What needs to be done >> Translate this sentence from the excerpt on Dedication 6 below into Spanish: "Whether you lived through it, or had it passed down to you from someone who did, the projects are a rite of passage for any rap fan today."

Source extract >>
========

Dedication 6, the new instalment in what could easily be called the most iconic mixtape series of all time, begins with DJ Drama reflecting on the game-changing Dedication and Dedication 2, two projects that are not only important statements within Lil Wayne’s vast catalogue, but rap at large. “I'd like for you to take this time and remember where you was the first time you heard Dedication. If I asked you how many times you've listened to D2, could you tell me?” Whether you lived through it, or had it passed down to you from someone who did, the projects are a rite of passage for any rap fan today. But as Drama's speech continues through the series, the brags lose a bit of their backbone: “Dedication 3 was the first mixtape you heard when we had a black president. D4 and 5, we got back to business.” With the later entries in the Dedication series, the time and place in which you first heard them likely isn't etched in your memory the same way, and depending how much they meant to you, you might know exactly how many (or perhaps few) times you listened. This, of course, is not to play into the reductive narrative that Wayne fell off. The “trash or classic” dichotomy that often befalls rap discourse led to some fans and critics writing Weezy off somewhere after the release of 2009’s No Ceilings. While Wayne’s output from that point on certainly became more spotty than his legendary 2005-2008 run, no great artist, or in this case, one of the greatest, simply loses their spark overnight, and D6, like most of Wayne’s projects since his hot streak, contains moments that remind us of his incomparable skills as a rapper and, more than ever, his influence on today’s generation.

========

Information supplied >>
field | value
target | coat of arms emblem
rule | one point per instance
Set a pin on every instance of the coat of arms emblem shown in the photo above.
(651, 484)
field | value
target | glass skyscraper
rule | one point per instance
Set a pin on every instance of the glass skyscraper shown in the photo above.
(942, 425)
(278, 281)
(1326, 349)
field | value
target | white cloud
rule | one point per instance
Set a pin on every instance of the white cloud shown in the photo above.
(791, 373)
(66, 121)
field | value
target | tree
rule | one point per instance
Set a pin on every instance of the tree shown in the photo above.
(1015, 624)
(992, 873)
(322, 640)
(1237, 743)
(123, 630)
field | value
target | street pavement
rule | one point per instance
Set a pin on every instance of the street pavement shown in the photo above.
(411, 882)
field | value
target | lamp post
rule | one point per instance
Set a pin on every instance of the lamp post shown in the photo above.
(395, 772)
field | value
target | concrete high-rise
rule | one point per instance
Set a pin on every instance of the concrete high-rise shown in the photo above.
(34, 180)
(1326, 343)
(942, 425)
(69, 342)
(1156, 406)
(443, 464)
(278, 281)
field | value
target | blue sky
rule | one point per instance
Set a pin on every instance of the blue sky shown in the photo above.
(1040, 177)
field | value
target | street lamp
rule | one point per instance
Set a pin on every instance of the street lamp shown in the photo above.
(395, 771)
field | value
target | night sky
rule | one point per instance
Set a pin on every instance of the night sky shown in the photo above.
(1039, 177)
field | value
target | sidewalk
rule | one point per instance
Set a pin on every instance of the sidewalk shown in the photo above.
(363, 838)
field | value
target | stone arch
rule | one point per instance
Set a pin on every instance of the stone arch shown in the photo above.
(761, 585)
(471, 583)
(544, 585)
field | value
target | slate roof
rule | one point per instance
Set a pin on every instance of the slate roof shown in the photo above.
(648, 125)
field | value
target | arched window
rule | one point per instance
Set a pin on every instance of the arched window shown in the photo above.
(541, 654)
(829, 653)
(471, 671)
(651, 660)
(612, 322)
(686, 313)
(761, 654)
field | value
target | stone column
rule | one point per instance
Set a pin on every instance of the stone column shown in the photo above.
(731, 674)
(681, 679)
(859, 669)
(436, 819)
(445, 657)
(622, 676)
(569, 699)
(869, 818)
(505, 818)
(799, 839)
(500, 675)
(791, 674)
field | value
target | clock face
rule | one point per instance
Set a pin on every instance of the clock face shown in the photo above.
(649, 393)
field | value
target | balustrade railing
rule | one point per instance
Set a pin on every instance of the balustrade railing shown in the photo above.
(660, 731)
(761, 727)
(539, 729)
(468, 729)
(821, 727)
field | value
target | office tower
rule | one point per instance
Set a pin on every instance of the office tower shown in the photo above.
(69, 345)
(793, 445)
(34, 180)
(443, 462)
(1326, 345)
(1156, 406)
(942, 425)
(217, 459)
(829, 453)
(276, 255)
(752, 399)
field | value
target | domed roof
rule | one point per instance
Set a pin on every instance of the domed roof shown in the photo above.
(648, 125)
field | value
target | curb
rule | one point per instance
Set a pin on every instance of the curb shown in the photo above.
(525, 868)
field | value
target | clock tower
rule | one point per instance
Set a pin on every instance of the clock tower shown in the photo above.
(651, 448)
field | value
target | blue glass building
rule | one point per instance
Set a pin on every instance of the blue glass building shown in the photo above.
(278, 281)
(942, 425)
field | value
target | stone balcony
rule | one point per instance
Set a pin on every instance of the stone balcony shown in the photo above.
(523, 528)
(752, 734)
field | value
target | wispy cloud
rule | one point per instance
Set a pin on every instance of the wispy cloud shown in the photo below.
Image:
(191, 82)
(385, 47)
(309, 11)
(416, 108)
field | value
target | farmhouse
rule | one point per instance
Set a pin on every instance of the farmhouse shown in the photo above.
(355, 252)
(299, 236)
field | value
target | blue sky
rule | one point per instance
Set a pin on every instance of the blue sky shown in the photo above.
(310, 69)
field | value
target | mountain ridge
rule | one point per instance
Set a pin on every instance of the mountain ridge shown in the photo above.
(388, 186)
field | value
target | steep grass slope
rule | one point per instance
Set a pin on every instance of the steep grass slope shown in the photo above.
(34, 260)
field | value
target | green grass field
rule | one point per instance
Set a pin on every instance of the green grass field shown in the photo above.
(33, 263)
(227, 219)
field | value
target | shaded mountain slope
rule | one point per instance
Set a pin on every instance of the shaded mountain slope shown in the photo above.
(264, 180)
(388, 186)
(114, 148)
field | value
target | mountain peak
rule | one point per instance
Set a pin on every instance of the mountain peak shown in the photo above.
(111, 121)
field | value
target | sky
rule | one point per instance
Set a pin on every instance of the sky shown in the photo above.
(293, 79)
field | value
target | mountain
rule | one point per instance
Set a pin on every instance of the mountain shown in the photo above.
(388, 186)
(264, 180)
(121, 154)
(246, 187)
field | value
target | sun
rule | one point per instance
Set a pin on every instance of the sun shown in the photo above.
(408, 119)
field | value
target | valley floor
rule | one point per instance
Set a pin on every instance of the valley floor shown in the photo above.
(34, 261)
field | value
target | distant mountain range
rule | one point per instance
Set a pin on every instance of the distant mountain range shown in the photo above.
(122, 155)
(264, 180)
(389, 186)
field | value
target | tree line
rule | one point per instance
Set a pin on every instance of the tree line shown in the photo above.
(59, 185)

========

Solution to this problem >> Ya sea que lo hayas vivido o que te lo haya transmitido alguien que sí lo vivió, los proyectos son un rito de iniciación para cualquier fan del rap hoy en día.